## DIRECTION
Rewrite the records below, substituting "mark each one with a point" for every occurrence of "drop a point on each" and keeping all other text unchanged.

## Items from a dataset
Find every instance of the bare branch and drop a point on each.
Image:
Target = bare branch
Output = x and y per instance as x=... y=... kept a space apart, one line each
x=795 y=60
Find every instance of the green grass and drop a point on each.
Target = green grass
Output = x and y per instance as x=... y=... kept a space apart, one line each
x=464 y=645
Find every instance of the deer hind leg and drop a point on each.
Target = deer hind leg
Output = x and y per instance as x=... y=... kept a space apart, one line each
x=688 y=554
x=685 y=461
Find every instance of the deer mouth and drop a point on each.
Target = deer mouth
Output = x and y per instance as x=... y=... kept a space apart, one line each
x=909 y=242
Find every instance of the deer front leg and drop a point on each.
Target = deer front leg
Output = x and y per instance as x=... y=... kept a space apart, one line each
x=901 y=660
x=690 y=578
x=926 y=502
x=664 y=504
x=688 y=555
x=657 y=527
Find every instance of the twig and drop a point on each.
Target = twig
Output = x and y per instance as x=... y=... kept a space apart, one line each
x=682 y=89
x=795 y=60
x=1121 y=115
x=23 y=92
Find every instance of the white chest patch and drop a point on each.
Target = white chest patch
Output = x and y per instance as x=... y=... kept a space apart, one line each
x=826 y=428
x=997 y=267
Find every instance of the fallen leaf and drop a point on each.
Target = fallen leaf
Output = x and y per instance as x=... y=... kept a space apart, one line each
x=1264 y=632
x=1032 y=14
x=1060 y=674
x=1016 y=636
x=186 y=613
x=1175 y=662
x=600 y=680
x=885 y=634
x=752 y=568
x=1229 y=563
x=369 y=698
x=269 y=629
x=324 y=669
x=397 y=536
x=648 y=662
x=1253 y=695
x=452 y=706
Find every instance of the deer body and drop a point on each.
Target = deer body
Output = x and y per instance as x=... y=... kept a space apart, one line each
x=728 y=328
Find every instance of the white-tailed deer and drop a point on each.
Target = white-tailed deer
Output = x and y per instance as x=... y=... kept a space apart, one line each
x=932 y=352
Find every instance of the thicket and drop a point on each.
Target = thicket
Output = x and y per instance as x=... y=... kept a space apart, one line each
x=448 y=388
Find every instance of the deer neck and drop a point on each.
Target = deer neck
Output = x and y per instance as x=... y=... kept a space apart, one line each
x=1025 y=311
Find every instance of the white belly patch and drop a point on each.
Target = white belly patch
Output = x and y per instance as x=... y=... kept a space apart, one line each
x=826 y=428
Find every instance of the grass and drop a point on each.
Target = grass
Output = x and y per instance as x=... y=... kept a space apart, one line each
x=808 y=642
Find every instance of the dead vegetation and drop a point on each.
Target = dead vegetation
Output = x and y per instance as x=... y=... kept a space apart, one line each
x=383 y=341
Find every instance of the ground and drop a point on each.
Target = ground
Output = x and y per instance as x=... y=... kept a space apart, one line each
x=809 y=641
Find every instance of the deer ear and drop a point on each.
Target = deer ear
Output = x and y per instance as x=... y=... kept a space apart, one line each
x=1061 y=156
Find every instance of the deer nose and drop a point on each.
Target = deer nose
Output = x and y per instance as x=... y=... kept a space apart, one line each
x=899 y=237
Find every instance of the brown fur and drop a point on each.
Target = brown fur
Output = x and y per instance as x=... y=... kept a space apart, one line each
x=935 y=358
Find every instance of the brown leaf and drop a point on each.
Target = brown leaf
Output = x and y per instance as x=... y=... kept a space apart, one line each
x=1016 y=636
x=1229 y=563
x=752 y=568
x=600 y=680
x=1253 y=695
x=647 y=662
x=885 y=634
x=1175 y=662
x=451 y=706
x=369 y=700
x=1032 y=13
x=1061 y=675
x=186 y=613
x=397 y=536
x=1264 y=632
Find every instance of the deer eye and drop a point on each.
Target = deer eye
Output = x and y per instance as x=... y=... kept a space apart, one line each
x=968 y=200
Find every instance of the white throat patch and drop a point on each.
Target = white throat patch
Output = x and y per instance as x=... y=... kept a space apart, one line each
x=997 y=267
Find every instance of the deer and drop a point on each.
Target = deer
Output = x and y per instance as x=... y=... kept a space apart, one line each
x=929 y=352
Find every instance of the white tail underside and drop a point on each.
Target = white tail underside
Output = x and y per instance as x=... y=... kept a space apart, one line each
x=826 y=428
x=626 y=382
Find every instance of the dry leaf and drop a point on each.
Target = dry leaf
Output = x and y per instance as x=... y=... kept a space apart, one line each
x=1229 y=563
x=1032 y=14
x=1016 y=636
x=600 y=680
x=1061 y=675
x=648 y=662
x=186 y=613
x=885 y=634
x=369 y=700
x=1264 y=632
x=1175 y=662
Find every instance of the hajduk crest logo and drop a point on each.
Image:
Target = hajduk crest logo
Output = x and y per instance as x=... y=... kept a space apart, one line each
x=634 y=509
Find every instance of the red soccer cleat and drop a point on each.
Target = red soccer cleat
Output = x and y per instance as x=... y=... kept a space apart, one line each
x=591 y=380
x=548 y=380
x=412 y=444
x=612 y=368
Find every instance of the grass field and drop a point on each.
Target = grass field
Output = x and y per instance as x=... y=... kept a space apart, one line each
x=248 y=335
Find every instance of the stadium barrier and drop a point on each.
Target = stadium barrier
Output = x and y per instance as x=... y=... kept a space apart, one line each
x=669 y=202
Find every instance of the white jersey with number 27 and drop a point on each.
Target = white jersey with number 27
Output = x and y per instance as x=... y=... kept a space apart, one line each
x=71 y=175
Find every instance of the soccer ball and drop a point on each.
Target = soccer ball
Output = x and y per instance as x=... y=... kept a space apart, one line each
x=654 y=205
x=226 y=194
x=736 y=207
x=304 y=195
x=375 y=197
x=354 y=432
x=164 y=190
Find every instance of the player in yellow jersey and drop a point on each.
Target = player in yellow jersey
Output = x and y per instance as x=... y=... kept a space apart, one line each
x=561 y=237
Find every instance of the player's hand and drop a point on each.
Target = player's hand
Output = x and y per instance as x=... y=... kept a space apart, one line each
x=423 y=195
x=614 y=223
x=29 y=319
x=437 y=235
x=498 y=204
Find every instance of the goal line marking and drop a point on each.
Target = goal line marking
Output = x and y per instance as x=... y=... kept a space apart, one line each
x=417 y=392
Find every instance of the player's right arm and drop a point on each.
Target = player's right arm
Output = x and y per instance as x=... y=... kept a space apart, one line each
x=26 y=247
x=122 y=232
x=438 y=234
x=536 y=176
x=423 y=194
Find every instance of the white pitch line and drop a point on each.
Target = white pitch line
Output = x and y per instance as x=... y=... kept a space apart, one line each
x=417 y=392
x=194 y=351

## TASK OUTPUT
Find every instance of the bare branch and mark each one with a point.
Image:
Target = bare branch
Output = x and y per instance as x=... y=... kept a space apart, one line each
x=795 y=60
Find every instance of the green grass and mark each one with a point.
Target = green grass
Output = x and y per instance as x=... y=... kept a space apart, one line each
x=464 y=645
Find every instance of the deer hind leg and mark each one with a point.
Target = deer hind leg
Output = x and y per instance as x=... y=... kept a space apart, one line each
x=688 y=554
x=685 y=461
Find every instance of the deer mouth and mark each one with a point.
Target = deer mouth
Output = x and y per instance as x=... y=... kept a space apart, one line each
x=909 y=242
Find every instance of the deer front leg and mark each one with a point.
Target = deer front leg
Output = x and y per instance as x=... y=... kept a space apart, one line each
x=901 y=660
x=690 y=578
x=926 y=502
x=664 y=504
x=688 y=555
x=657 y=527
Find every instance of the twig and mark each one with a point.
Target = twig
Output = x and y per instance as x=... y=... kept a space apart, one line each
x=682 y=89
x=795 y=60
x=1121 y=115
x=23 y=92
Find every instance of the white chest patch and mark each one with a point.
Target = white chest patch
Output = x and y per instance as x=... y=... kept a space apart, one line each
x=826 y=428
x=997 y=267
Find every instance of the fallen leaf and mark each one with a point.
Target = fallen leaf
Output = x and y per instance as x=... y=... kept a space apart, one line each
x=1264 y=632
x=1032 y=14
x=1060 y=674
x=1016 y=636
x=186 y=613
x=1175 y=662
x=600 y=680
x=885 y=634
x=752 y=568
x=1229 y=563
x=369 y=698
x=269 y=629
x=324 y=669
x=397 y=536
x=648 y=662
x=1253 y=695
x=452 y=706
Find every instance of the deer body and mark each one with a point.
Target = deer body
Output = x and y per instance as x=... y=... kept a space apart, one line each
x=728 y=328
Find every instance of the white-tailed deer and mark each one with a point.
Target = white-tailed deer
Output = x and y per instance as x=... y=... kept a space apart, one line each
x=932 y=352
Find every instance of the thicket and mark each one with a point.
Target = thicket
Output = x and y per instance as x=... y=... kept a space apart, one line each
x=448 y=388
Find every instance of the deer neck and mark each one with a point.
Target = deer neck
Output = x and y per instance as x=... y=... kept a space apart, one line each
x=1025 y=311
Find every instance of the white belly patch and mark each one with a point.
Target = white belly patch
Output = x and y per instance as x=... y=... kept a space apart, one line each
x=826 y=428
Find every instance of the grass and mark each one with a point.
Target = grass
Output = x and y per instance as x=... y=... kept a space apart, one line each
x=808 y=642
Find every instance of the dead vegetation and mark each one with a point.
Target = dead vegetation
Output = x and y per instance as x=... y=... kept a space apart, one line each
x=383 y=341
Find every instance of the ground and mark each one with a point.
Target = ground
Output = x and y per instance as x=... y=... kept a space apart, one line each
x=809 y=641
Find every instance of the deer ear and mark each one with a point.
Target = deer ear
Output = x and y per instance as x=... y=... kept a space apart, one line each
x=1061 y=156
Find every instance of the deer nose and mark each one with a point.
Target = deer nose
Output = x and y per instance as x=... y=... kept a space apart, one line each
x=899 y=237
Find every instance of the brown fur and mark each one with a point.
Target = brown fur
Output = x and y per instance as x=... y=... kept a space apart, one line each
x=935 y=358
Find every instance of the brown leaf and mark each one with a point.
Target = brown leaf
Output = x and y per instance as x=... y=... kept a space apart, one line each
x=1016 y=636
x=1229 y=563
x=752 y=568
x=600 y=680
x=1253 y=695
x=647 y=662
x=885 y=634
x=1175 y=662
x=451 y=706
x=369 y=700
x=1032 y=13
x=1061 y=675
x=186 y=613
x=397 y=536
x=1264 y=632
Find every instance of the deer eye and mark each one with a point.
Target = deer eye
Output = x and y per instance as x=... y=... kept a space apart, one line each
x=968 y=200
Find every instance of the white throat patch and mark each one with a point.
Target = white throat patch
Output = x and y per instance as x=... y=... kept a space apart, one line each
x=997 y=267
Find every instance of the deer and mark each one with a point.
Target = deer
Output = x and y per instance as x=... y=... kept a space apart, one line each
x=929 y=352
Find every instance of the white tail underside and mark each one with a point.
Target = white tail underside
Output = x and y per instance as x=... y=... kept a space apart, one line each
x=826 y=428
x=626 y=382
Find every instance of the dry leaf and mark each one with a point.
Target = dry leaf
Output = x and y per instance as x=... y=... kept a space apart, one line each
x=1229 y=563
x=1032 y=14
x=1016 y=636
x=600 y=680
x=1061 y=675
x=648 y=662
x=186 y=613
x=885 y=634
x=369 y=700
x=1264 y=632
x=1175 y=662
Find every instance of the hajduk crest logo and mark each one with a point.
Image:
Target = hajduk crest logo
Output = x and y per instance as x=... y=... kept a space apart, one line each
x=634 y=509
Find every instance of the red soccer cleat and mark each one with a point.
Target = red soccer cleat
Output = x and y per instance as x=... y=... kept a space apart, one line each
x=591 y=380
x=548 y=380
x=412 y=444
x=612 y=368
Find every instance of the grass field and mark each one with a point.
Target = grass field
Output = x and y per instance as x=... y=... kept a space apart, one line each
x=248 y=335
Find every instance of the stadium barrier and mark each one with a point.
Target = stadium barrier
Output = x and y per instance as x=... y=... kept a space apart, one line each
x=669 y=202
Find every instance of the white jersey with number 27 and mark each one with a point.
Target = white jersey with number 27
Output = x and y per instance as x=... y=... kept a space apart, one line each
x=71 y=175
Find every instance of the soccer ball and mark each one with a point.
Target = soccer ball
Output = x and y per instance as x=... y=... kept a space apart, one line each
x=654 y=205
x=226 y=194
x=736 y=207
x=304 y=195
x=375 y=197
x=354 y=432
x=164 y=190
Find every instance of the player in yellow jersey and mark each one with a point.
Target = player in yellow jersey
Output = x and y per instance as x=... y=... kept a space apart, one line each
x=561 y=237
Find every instance of the player's hand and mark each one with a point.
Target = player's hand
Output = x and y per instance as x=... y=... kept a space apart, one line each
x=423 y=195
x=614 y=223
x=29 y=319
x=437 y=235
x=498 y=204
Find every instance of the goal line marking and mark each one with a point.
Target = goal line marking
Output = x and y per instance as x=... y=... kept a space apart, one line each
x=417 y=392
Find every instance of the player's right arm and mark each one with a point.
Target = player's right arm
Output = x and y per instance as x=... y=... kept a space apart, one line each
x=26 y=247
x=122 y=232
x=438 y=234
x=536 y=176
x=423 y=194
Find every instance of the white pitch line and mark each one with a point.
Target = white pitch line
Output = x and y per instance as x=... y=... kept a space apart, one line each
x=417 y=392
x=194 y=351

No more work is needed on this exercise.